A centre wonder land

24th March 2000 at 00:00
Glasgow and Dundee are putting the finishing touches to their new Science Centres, with hundreds of exhibits to entice both adults and children. Douglas Blane reports.

Science is among the most varied, fascinating and creative of all human endeavours, but for hard-pressed science teachers struggling with unreliable equipment in low-tech surroundings, trying to convey to pupils the sense of wonder many of them still feel for their subject can be a real challenge. Children are rarely inspired by working through endless examples in well-thumbed textbooks. But take them to a planetarium or a science show and watch their little eyes light up.

So the Science Centres nearing completion in Glasgow and Dundee will provide an enormous boost to science teaching throughout the country. In brand-new buildings packed with working exhibits they can get their hands on, children (and adults) will be able to "follow their own paths of exploration and discovery through an exhibition landscape full of engaging, intriguing, delightful and memorable activities". The larger of the two science centres is at present emerging from the mud of a building site at Pacific Quay on the south banks of the Clyde in Glasgow. It consists of three elegant structures of glass, steel and titanium: The Millennium Tower, a 100-metre high aerofoil which rotates in the wind, with a viewing platform at the top and exhibition space in the base; the Imax Theatre offering spectacular films exploring scientific subjects in 2- and 3D; and the main exhibition building itself.

**SUPPLIED INFORMATION**
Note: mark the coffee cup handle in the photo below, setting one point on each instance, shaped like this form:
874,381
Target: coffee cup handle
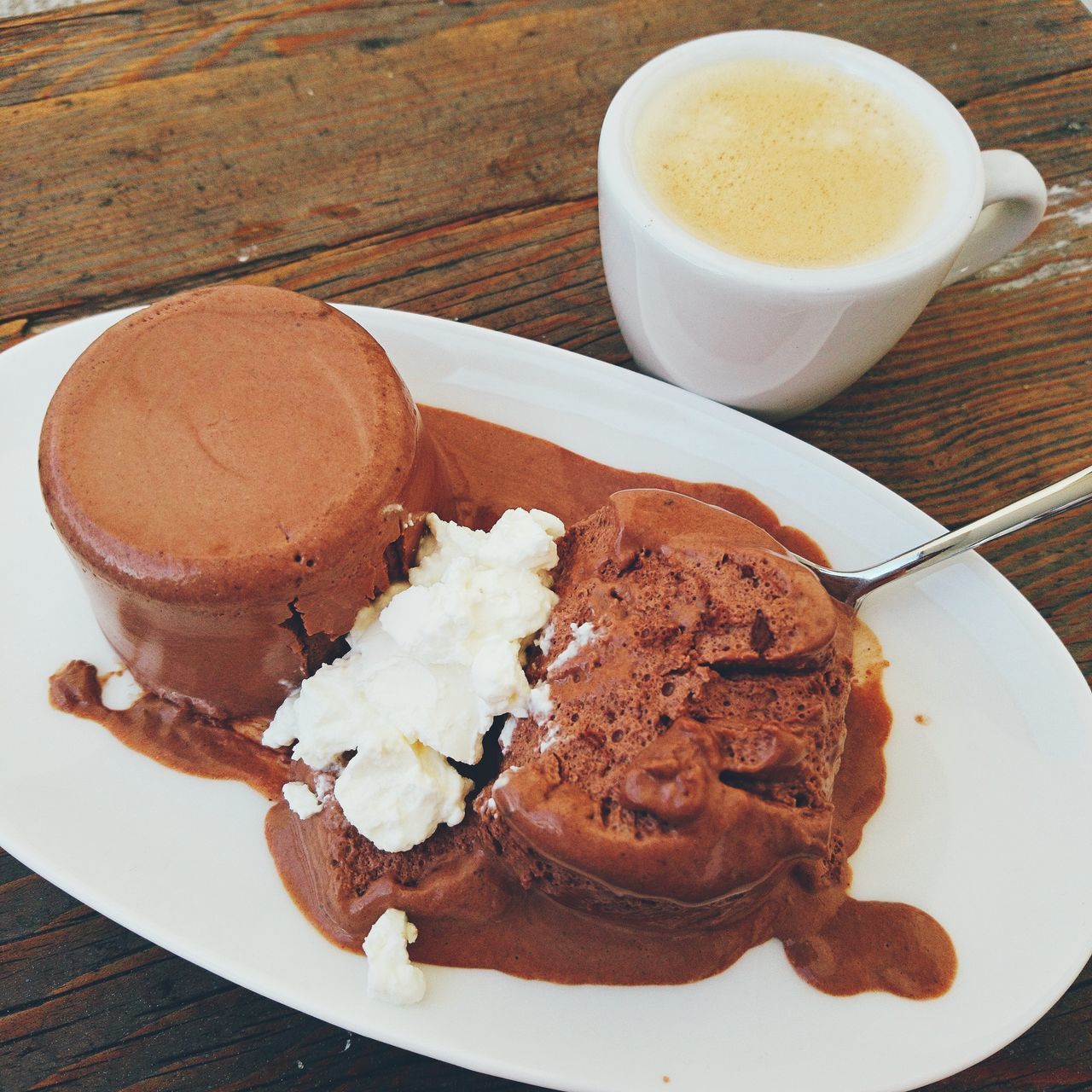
1013,206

**TASK LIST**
1. Update the passage of the article on the Glasgow and Dundee Science Centres that begins at "24th March 2000" and stops after "eyes light up.", putting "observatory" in place of "planetarium".
2. Using the article on the Glasgow and Dundee Science Centres, say whether each statement agrees with it, answering yes or no and quoting the words that decide it: (a) The Millennium Tower has a viewing platform at the top. (b) The Glasgow centre is the smaller of the two. (c) The Imax Theatre shows films only in 2D.

**RESPONSES PER TASK**
1.
24th March 2000 at 00:00
Glasgow and Dundee are putting the finishing touches to their new Science Centres, with hundreds of exhibits to entice both adults and children. Douglas Blane reports.

Science is among the most varied, fascinating and creative of all human endeavours, but for hard-pressed science teachers struggling with unreliable equipment in low-tech surroundings, trying to convey to pupils the sense of wonder many of them still feel for their subject can be a real challenge. Children are rarely inspired by working through endless examples in well-thumbed textbooks. But take them to a observatory or a science show and watch their little eyes light up.

2.
(a) Yes: "with a viewing platform at the top and exhibition space in the base".
(b) No: "The larger of the two science centres is at present emerging from the mud of a building site at Pacific Quay on the south banks of the Clyde in Glasgow".
(c) No: "offering spectacular films exploring scientific subjects in 2- and 3D".